- [Point placement records]
⟨
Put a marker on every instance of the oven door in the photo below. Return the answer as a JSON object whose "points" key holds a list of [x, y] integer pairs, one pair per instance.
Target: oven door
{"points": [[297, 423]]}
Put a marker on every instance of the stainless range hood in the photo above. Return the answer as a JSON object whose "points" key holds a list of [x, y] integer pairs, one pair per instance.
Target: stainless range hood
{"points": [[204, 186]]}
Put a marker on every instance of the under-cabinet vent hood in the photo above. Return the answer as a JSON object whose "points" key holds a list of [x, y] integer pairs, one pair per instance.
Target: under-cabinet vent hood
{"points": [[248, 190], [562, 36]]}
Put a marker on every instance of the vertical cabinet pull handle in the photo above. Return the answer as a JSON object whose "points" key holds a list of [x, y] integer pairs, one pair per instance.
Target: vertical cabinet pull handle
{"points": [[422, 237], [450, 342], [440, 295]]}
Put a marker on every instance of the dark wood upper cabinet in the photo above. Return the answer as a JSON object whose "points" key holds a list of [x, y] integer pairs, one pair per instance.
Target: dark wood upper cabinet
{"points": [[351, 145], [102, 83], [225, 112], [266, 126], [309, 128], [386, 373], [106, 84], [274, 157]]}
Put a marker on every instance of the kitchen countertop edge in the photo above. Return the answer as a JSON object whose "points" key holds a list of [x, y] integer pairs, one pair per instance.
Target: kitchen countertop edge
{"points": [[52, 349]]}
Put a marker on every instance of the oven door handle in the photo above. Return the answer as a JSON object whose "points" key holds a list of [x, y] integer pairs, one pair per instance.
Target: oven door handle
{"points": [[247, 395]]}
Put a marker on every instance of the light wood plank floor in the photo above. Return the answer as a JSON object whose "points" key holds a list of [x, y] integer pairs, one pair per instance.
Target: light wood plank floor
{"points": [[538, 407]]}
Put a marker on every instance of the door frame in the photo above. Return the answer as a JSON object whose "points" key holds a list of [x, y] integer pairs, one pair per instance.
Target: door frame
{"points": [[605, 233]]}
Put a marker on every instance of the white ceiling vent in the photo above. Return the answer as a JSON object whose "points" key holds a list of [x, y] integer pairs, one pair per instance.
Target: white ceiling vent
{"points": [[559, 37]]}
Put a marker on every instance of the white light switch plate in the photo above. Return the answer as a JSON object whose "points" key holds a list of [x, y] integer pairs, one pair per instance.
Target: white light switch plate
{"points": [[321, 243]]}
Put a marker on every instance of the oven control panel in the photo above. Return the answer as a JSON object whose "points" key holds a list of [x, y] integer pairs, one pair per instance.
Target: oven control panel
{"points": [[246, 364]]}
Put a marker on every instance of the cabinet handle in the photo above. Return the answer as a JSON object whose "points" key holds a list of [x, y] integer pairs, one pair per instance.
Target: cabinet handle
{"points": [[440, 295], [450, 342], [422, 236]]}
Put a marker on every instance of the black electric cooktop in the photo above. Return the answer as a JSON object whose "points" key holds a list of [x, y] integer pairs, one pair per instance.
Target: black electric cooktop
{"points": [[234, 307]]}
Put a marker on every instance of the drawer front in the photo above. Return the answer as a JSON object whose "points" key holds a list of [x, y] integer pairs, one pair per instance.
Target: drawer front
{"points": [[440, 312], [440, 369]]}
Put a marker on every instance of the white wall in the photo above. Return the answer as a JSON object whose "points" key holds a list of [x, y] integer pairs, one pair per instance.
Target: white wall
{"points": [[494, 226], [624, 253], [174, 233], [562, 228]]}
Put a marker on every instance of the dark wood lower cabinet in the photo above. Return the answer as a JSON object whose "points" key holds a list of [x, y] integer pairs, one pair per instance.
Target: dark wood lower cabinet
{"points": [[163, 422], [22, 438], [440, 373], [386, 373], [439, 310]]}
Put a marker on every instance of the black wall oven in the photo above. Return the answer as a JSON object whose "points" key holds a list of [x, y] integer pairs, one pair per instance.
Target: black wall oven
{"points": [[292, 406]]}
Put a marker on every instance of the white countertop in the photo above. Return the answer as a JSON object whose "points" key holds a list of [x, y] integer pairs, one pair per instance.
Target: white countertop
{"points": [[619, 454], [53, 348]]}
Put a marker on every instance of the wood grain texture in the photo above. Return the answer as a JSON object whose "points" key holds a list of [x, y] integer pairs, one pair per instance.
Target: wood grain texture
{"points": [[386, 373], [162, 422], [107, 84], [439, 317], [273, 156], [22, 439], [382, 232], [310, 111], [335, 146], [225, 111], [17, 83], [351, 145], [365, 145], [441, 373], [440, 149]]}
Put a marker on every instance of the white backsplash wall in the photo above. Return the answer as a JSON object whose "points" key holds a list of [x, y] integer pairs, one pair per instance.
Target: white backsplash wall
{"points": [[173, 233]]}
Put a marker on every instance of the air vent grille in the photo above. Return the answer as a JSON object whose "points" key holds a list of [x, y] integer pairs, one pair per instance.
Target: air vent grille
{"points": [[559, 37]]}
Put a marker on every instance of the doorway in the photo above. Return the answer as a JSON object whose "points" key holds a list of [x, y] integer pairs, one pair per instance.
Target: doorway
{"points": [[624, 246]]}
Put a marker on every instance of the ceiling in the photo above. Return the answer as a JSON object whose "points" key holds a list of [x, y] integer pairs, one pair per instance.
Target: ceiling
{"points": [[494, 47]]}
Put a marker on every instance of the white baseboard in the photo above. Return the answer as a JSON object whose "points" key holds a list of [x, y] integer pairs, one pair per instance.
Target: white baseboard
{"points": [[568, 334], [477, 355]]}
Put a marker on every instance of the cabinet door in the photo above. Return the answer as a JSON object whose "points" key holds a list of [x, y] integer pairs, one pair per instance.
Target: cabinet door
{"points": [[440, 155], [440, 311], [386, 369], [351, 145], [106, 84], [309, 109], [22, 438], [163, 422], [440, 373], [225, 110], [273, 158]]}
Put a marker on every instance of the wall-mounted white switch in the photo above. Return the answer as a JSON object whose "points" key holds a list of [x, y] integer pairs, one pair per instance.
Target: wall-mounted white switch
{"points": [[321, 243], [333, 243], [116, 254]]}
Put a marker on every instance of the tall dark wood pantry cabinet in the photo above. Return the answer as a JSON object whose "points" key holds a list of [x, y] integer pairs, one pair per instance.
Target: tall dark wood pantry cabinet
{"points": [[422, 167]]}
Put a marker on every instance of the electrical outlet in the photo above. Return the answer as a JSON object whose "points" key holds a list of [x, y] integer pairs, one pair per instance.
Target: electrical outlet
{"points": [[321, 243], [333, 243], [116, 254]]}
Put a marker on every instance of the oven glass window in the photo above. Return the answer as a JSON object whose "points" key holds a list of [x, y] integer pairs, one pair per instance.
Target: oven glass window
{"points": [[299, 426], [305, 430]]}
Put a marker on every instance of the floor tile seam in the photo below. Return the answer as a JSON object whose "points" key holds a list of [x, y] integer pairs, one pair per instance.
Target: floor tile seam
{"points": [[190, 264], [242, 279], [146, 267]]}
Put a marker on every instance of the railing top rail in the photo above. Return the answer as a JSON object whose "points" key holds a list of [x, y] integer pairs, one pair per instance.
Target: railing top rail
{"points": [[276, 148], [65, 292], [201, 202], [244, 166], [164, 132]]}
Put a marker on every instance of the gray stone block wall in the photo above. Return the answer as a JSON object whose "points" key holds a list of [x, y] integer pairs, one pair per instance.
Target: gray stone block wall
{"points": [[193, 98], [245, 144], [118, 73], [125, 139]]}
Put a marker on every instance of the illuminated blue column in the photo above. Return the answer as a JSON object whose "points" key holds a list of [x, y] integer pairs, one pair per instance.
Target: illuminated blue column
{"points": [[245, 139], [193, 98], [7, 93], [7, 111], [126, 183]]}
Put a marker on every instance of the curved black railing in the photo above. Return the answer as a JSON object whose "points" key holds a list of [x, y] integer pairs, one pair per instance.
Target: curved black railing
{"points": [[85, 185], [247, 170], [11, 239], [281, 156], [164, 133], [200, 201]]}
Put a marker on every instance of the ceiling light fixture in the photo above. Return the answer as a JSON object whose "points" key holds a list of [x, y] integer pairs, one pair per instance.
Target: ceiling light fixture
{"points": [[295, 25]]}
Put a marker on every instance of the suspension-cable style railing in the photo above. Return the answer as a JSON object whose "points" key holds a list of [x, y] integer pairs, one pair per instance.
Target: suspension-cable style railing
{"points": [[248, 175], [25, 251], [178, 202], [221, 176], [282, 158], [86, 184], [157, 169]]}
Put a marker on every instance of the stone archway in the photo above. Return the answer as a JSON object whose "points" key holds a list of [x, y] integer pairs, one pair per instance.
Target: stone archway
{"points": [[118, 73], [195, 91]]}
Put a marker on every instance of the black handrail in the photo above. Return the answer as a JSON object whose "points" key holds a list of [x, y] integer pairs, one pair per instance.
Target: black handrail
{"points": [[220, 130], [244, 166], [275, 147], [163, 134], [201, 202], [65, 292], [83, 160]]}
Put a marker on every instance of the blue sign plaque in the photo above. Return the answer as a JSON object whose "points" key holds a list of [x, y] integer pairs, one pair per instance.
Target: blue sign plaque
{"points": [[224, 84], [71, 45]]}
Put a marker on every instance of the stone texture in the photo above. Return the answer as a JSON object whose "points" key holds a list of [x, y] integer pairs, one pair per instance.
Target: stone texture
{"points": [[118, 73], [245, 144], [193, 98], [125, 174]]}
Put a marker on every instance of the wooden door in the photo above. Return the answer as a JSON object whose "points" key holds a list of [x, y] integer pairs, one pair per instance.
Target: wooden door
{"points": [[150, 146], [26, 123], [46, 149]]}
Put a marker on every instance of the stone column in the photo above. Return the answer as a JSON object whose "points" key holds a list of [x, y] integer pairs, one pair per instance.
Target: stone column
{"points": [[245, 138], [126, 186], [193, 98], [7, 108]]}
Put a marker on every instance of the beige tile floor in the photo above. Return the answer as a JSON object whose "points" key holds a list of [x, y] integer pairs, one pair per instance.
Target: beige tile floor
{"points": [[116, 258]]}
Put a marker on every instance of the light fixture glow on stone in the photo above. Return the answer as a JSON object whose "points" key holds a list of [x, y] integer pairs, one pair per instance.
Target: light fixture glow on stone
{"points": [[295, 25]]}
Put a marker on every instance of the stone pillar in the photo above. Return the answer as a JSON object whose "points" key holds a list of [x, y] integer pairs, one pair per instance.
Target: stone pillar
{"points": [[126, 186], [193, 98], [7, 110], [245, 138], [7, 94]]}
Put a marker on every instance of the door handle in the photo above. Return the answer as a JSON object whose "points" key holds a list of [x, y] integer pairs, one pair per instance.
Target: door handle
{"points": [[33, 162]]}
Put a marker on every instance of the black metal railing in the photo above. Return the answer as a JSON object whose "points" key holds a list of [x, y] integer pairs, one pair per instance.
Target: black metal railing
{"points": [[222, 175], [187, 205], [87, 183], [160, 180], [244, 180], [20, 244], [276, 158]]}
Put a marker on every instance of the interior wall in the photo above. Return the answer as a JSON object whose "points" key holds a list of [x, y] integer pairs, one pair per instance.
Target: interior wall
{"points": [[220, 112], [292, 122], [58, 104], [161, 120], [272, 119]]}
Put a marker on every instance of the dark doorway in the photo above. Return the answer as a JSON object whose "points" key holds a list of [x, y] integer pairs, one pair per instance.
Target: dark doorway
⟩
- [EXERCISE TASK] Each line from the one containing "Put a marker on every instance of the interior" through the end of the entries, both included, is to be returned exactly, with no other lines.

- [COMPLETE ANSWER]
Put a marker on every instance of the interior wall in the photo above. Return the answer as a JSON object whose "points" key holds a list of [x, y] integer pairs, one pair per instance.
Target: interior wall
{"points": [[220, 112], [292, 122], [58, 104], [161, 120], [272, 119]]}
Put a marker on every instance of the dark doorway in the photo above. Return the answer as a JSON object whose "points" key holds a list of [x, y] integer pairs, one pair per instance.
Target: dark doorway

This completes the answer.